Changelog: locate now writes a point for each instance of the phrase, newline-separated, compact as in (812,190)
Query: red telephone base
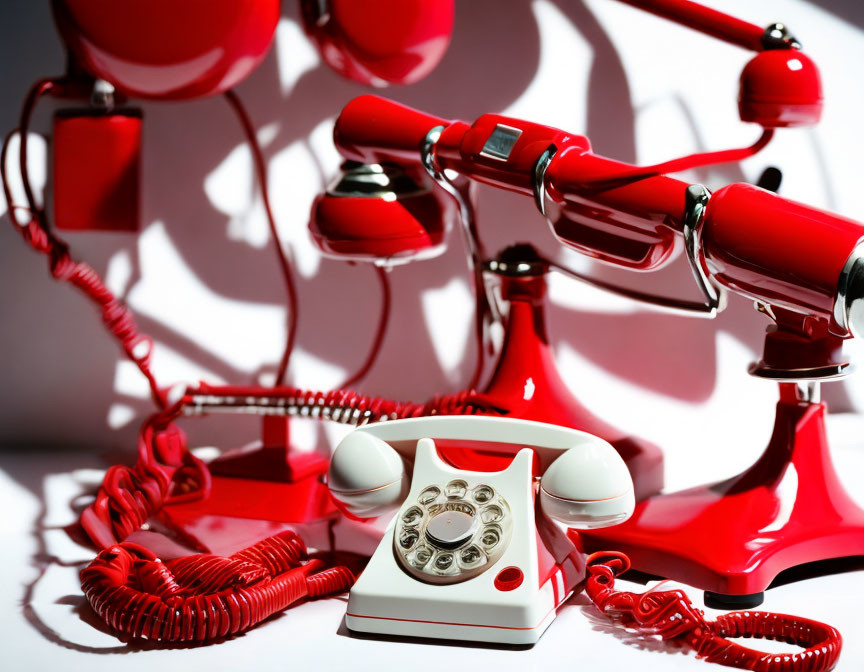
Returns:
(527,383)
(734,537)
(263,485)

++++++++

Assignment
Transcribe the listing exactly; omit all images.

Solved exercise
Changelog: locate now writes a point for each instance of the phrase, newline-separated, compact as in (812,190)
Query: red telephone base
Returns:
(527,383)
(734,537)
(263,485)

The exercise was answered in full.